S3 McMillan
- Type: Private
- Industry: Integrated Marketing Communications
- Founded: 1996
- Headquarters: 716 Main St., Boonton, New Jersey, United States
- Key people: Denise Blasevick (CEO, Founding Partner) Adam Schnitzler (CCO, Founding Partner) Gordon McMillan (Fmr. CEO and Fmr. Chief Creative Officer)

= McMillan (agency) =

S3 McMillan (formerly McMillan) is a full-service creative agency based in Boonton, NJ (NYC metro area) and Ottawa, Ontario, Canada. The agency provides brand strategy, creative development, and integrated marketing to business-to-business (B2B) and business-to-consumer (B2C) organizations.

==History==
McMillan was founded in 1996 by Gordon McMillan, the agency has grown to service accounts throughout North America. Within six months of opening, McMillan landed accounts with Microsoft and Cognos. The following year it added several clients in the high-tech industry, including Oracle University, PeopleSoft, and Nortel Networks. Dun & Bradstreet (D&B) selected McMillan as a preferred marketing vendor in 2003 and McMillan became D&B's lead agency until 2010. In 2024, McMillan was acquired by The S3 Agency and became known as S3 McMillan.

Supplied data

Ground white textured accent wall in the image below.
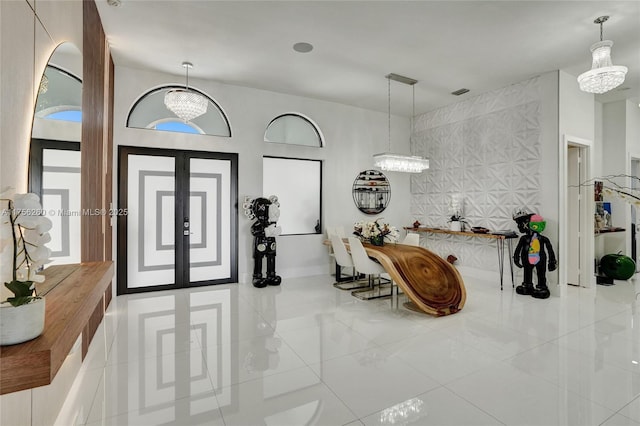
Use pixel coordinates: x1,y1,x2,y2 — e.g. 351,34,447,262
411,78,541,270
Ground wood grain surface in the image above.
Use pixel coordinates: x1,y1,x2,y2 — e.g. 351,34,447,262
0,262,114,395
356,243,467,316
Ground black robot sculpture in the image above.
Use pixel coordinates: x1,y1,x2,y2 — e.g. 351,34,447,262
513,209,558,299
244,195,282,288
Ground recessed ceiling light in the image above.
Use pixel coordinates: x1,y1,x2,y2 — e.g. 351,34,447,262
451,89,469,96
293,42,313,53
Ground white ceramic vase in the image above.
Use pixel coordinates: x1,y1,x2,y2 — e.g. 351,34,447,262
0,297,45,346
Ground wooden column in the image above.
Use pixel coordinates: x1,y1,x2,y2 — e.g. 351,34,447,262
80,0,114,358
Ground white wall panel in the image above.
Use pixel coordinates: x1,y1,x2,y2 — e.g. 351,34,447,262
411,78,545,270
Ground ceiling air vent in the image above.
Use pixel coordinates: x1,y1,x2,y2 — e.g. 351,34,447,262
451,89,469,96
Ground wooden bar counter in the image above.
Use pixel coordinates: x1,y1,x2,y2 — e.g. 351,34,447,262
0,261,114,395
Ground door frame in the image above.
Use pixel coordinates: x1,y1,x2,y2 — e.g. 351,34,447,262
624,152,640,271
558,134,596,296
115,145,238,295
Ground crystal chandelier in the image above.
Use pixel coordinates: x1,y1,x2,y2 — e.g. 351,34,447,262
578,16,627,94
373,73,429,173
164,62,209,123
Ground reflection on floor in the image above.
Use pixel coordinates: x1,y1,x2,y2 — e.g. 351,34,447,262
56,276,640,426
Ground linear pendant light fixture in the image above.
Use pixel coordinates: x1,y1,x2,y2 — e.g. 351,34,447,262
578,16,627,94
373,73,429,173
164,62,209,123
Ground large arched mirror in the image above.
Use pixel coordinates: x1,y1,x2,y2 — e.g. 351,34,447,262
29,43,82,264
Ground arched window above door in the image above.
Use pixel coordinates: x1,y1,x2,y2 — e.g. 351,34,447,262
264,113,324,148
127,86,231,137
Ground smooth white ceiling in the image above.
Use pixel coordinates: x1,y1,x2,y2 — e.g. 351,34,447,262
96,0,640,116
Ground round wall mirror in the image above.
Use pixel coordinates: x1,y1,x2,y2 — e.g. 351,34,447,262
352,170,391,214
29,43,82,265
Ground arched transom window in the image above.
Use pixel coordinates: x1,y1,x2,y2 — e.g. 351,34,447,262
264,113,324,147
127,86,231,137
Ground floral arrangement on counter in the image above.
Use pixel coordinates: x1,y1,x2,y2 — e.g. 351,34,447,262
353,218,398,246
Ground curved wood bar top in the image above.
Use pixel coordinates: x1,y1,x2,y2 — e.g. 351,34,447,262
363,243,467,316
0,261,114,394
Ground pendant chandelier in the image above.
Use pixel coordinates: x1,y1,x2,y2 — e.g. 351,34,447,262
578,16,627,94
373,73,429,173
164,62,209,123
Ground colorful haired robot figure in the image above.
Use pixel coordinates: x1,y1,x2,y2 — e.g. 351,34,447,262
244,195,282,288
513,209,558,299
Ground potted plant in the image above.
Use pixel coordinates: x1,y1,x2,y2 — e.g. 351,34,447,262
0,189,51,345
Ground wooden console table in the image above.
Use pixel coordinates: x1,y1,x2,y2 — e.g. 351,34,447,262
404,227,518,290
336,241,467,316
0,261,114,395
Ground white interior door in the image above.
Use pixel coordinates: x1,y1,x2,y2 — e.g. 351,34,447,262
630,158,640,272
118,147,238,294
126,154,176,289
188,158,231,282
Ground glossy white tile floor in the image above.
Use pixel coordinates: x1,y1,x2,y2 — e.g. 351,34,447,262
57,275,640,426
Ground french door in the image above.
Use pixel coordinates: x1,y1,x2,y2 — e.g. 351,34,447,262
117,146,238,294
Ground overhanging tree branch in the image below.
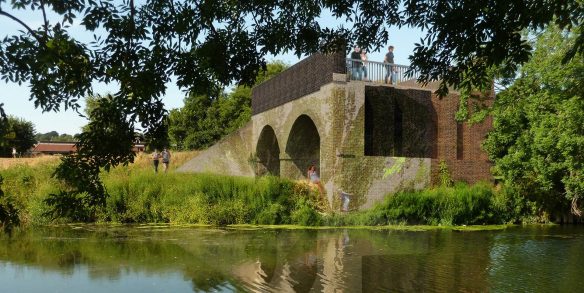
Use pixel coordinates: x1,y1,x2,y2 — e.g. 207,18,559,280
0,10,45,45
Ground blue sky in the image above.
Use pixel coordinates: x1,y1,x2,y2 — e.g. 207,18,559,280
0,5,423,134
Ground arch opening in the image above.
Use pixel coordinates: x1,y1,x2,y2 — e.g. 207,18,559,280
256,125,280,176
286,115,320,179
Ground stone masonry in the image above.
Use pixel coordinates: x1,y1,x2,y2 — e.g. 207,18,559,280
182,55,492,209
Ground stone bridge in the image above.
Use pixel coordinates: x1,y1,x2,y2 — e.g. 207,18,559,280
181,54,492,208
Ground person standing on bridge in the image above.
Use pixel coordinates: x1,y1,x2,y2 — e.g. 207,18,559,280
361,49,368,81
383,46,397,84
351,46,363,80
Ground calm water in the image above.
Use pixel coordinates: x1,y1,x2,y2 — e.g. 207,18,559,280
0,226,584,293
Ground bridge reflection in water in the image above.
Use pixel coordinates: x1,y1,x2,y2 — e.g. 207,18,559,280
0,226,584,292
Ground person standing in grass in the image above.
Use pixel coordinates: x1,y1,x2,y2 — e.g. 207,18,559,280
160,148,170,173
152,149,160,173
307,165,324,196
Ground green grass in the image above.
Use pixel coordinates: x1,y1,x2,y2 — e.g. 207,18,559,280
0,157,533,229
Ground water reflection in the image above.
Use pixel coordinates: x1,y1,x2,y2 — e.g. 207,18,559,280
0,226,584,292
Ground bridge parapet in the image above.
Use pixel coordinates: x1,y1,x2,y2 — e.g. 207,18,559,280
251,53,347,115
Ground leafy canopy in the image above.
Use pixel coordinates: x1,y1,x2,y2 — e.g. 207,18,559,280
0,116,36,157
168,61,288,150
0,0,584,214
484,26,584,214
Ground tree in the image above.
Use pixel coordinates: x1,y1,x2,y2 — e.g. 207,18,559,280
0,116,36,157
0,0,584,214
484,26,584,215
168,61,288,150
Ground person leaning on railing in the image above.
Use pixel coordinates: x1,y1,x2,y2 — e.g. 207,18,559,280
383,46,397,84
361,49,368,81
351,46,363,80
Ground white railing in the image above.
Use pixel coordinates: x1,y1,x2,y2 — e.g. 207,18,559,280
346,58,417,84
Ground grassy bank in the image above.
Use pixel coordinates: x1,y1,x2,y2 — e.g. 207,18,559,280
0,153,531,226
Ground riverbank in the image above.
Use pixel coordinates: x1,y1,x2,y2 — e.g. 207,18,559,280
0,153,537,227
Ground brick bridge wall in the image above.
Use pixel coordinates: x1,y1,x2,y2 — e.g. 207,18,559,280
251,74,491,208
181,55,492,208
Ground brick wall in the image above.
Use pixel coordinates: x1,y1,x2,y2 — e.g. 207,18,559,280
251,53,346,115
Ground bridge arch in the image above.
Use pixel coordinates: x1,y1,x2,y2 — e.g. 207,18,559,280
286,114,320,179
256,125,280,176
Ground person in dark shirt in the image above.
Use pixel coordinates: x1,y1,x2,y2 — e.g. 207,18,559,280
351,46,363,80
383,46,397,84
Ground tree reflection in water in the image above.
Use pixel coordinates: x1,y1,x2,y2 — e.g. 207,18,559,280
0,225,584,292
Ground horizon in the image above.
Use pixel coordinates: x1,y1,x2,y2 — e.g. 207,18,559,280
0,6,423,135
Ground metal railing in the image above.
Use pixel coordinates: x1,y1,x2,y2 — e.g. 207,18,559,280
346,58,417,84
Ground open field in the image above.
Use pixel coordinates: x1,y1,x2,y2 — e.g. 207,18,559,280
0,151,199,170
0,156,61,170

Exercises
1. From the S3 McMillan agency profile, set down word for word the passage starting at "S3 McMillan (formerly" and ending at "business-to-consumer (B2C) organizations.".
2. Extend the S3 McMillan agency profile with the section that would come next, picking up after its final sentence.

Task-by-task outputs
1.
S3 McMillan (formerly McMillan) is a full-service creative agency based in Boonton, NJ (NYC metro area) and Ottawa, Ontario, Canada. The agency provides brand strategy, creative development, and integrated marketing to business-to-business (B2B) and business-to-consumer (B2C) organizations.

2.
==Overview==
The agency had relationships with Getty Images and American Greetings. In 2007, McMillan deepened its relationship with Canada Post, becoming its primary source for interactive and web services, as well as becoming a principle marketing partner for the Canadian Medical Association (CMA). In late 2007, McMillan closed its Vancouver office, which had been operating for 5 years, servicing mainly smaller, Vancouver-based accounts. In 2011, it closed its client services center in San Francisco, CA.

==Recognition==
McMillan was named agency of record for Forest Products Association of Canada in 2004 and for Bridgewater Systems in 2005.

McMillan also was named agency of record for Sophos, a U.K.-based company specializing in email, web, and computer threat protection.

According to the Ottawa Business Journal, McMillan is one of Ottawa's largest marketing agencies.